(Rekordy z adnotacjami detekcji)
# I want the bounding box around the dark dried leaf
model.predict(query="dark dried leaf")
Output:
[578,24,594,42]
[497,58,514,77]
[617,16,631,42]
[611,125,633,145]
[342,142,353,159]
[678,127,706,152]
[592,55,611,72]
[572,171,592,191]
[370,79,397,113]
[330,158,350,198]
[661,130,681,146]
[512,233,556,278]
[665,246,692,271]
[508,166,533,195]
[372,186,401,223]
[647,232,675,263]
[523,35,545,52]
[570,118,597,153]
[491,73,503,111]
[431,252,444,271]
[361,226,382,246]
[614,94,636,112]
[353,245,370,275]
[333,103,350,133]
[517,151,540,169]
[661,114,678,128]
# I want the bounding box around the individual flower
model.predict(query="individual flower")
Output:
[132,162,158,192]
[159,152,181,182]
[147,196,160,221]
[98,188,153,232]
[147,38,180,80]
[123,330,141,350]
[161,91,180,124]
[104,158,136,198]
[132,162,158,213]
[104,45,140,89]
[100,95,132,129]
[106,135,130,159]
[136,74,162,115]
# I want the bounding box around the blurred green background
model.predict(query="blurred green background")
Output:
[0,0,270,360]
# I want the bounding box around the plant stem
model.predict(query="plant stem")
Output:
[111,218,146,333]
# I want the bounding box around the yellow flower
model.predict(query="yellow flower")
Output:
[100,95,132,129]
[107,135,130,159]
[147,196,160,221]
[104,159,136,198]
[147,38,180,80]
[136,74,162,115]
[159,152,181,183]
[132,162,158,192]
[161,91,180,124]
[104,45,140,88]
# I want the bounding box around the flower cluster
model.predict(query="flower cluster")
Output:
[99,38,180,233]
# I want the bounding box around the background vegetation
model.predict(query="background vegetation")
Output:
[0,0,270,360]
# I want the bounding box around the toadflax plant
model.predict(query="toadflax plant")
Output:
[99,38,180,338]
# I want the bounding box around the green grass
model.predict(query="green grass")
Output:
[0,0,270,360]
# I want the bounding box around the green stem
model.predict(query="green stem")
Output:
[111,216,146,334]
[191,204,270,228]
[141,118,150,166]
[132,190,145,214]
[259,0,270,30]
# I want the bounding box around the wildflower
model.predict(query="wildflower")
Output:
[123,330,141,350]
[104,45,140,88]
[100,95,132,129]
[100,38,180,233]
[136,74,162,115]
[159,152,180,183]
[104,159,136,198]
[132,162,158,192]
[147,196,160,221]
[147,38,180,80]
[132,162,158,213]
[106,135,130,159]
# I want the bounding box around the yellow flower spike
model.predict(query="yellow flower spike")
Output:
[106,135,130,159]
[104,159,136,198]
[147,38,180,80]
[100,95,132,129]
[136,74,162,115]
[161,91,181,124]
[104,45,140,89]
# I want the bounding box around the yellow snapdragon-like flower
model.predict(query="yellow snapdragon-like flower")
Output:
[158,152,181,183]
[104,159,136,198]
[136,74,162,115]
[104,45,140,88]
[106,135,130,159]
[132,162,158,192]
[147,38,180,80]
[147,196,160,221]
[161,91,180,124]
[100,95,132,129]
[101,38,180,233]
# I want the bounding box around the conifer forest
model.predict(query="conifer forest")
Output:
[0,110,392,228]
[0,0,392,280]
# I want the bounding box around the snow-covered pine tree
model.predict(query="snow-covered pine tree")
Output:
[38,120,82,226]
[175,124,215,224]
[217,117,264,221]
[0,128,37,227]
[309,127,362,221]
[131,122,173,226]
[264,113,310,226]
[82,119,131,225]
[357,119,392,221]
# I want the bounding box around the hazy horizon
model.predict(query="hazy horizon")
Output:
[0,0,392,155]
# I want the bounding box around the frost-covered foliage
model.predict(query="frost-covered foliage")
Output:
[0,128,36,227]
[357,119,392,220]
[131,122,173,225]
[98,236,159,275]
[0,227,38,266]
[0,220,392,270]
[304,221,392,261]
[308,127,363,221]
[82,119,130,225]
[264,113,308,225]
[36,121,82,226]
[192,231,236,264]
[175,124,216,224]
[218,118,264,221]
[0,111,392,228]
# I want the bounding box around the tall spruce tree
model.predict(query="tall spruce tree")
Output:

> _POLECENIE I WYMAGANIA_
Przedstaw wiersze wszystkich powyższych rekordów w postaci listy numerowanej, bez pustych wierszy.

> _ROZWIĄZANIE ZADANIA_
1. # I want the bounding box around the dark dried leaf
2. model.predict(query="dark dried leaf")
3. Output:
4. [578,24,594,42]
5. [497,58,514,77]
6. [617,16,631,42]
7. [611,125,633,145]
8. [342,142,353,159]
9. [678,127,706,152]
10. [592,55,611,72]
11. [572,171,592,191]
12. [370,79,397,113]
13. [330,158,350,198]
14. [661,130,681,146]
15. [512,233,556,278]
16. [665,246,692,271]
17. [508,166,533,195]
18. [372,186,401,223]
19. [647,232,675,263]
20. [523,35,545,52]
21. [570,118,597,153]
22. [491,73,503,111]
23. [431,252,444,271]
24. [361,226,382,246]
25. [614,94,636,112]
26. [353,245,370,275]
27. [333,103,350,133]
28. [517,151,540,169]
29. [661,114,678,128]
30. # I want the bounding box around the individual flower
31. model.predict(query="individual flower")
32. Output:
33. [132,162,158,192]
34. [159,152,181,182]
35. [147,196,160,221]
36. [98,188,153,232]
37. [147,38,180,80]
38. [123,330,141,350]
39. [161,91,180,124]
40. [104,158,136,198]
41. [132,162,158,213]
42. [104,45,140,89]
43. [100,95,132,129]
44. [106,135,130,159]
45. [136,74,162,115]
46. # I want the bounding box around the blurred green background
47. model.predict(query="blurred green background")
48. Output:
49. [0,0,270,360]
50. # I want the bounding box around the plant stem
51. model.predict(query="plant stem")
52. Output:
53. [111,218,146,333]
54. # I want the bounding box around the yellow flower
55. model.predict(query="yellow flower")
56. Output:
57. [100,95,132,129]
58. [107,135,130,159]
59. [147,196,160,221]
60. [104,159,136,198]
61. [147,38,180,80]
62. [136,74,162,115]
63. [159,152,181,183]
64. [132,162,158,192]
65. [161,91,180,124]
66. [104,45,140,88]
67. # I want the bounding box around the flower cluster
68. model.predict(query="flower cluster")
69. Output:
70. [99,38,180,233]
71. # I want the bounding box around the background vegetation
72. model.predict(query="background vegetation")
73. Output:
74. [0,0,270,360]
75. # I want the bounding box around the toadflax plant
76. model.predict(query="toadflax plant")
77. Output:
78. [99,38,180,338]
79. # I want the bounding box around the green grass
80. model.predict(query="green grass")
81. Output:
82. [0,0,270,360]
83. # I want the bounding box around the green stem
84. model.predict(query="green stem")
85. Output:
86. [111,216,146,334]
87. [191,204,270,228]
88. [141,118,150,166]
89. [132,190,145,214]
90. [259,0,270,30]
91. # I want the bounding box around the wildflower
92. model.predict(query="wildflower")
93. Output:
94. [123,330,141,350]
95. [104,45,140,88]
96. [100,95,132,129]
97. [100,38,180,233]
98. [136,74,162,115]
99. [159,152,180,183]
100. [104,159,136,198]
101. [132,162,158,192]
102. [147,196,160,221]
103. [147,38,180,80]
104. [132,162,158,213]
105. [106,135,130,159]
106. # I want the bounding box around the yellow flower spike
107. model.predict(query="yellow flower spike")
108. Output:
109. [106,135,130,159]
110. [104,159,136,198]
111. [147,38,180,80]
112. [100,95,132,129]
113. [136,74,162,115]
114. [161,91,181,124]
115. [104,45,140,89]
116. # I want the bounding box around the yellow snapdragon-like flower
117. model.predict(query="yellow snapdragon-like flower")
118. Output:
119. [158,152,181,183]
120. [104,159,136,198]
121. [136,74,162,115]
122. [104,45,140,88]
123. [106,135,130,159]
124. [132,162,158,192]
125. [147,38,180,80]
126. [147,196,160,221]
127. [161,91,180,124]
128. [100,95,132,129]
129. [101,38,180,233]
130. # I want the bounding box around the conifer forest
131. model.predict(query="conifer forest")
132. Output:
133. [0,110,392,228]
134. [0,0,392,280]
135. # I want the bounding box around the snow-covered pine tree
136. model.predict(query="snow-covered pine tree")
137. Output:
138. [38,120,82,226]
139. [175,124,215,224]
140. [217,117,264,221]
141. [0,128,37,227]
142. [309,127,362,221]
143. [131,122,173,226]
144. [264,113,310,226]
145. [82,119,131,225]
146. [357,119,392,221]
147. # I want the bounding box around the hazy horizon
148. model.predict(query="hazy horizon")
149. Output:
150. [0,0,392,155]
151. # I want the bounding box around the frost-covered foliage
152. model.predict(query="frost-covered foliage")
153. Output:
154. [0,128,36,227]
155. [357,119,392,220]
156. [131,122,173,225]
157. [98,236,159,275]
158. [0,227,38,266]
159. [0,220,392,270]
160. [304,221,392,261]
161. [308,127,363,221]
162. [82,119,130,225]
163. [264,113,308,225]
164. [36,121,82,226]
165. [192,231,236,264]
166. [175,124,216,224]
167. [218,118,264,221]
168. [0,111,392,228]
169. # I want the bounding box around the tall spruce tree
170. model.predict(query="tall spruce tree")
171. Output:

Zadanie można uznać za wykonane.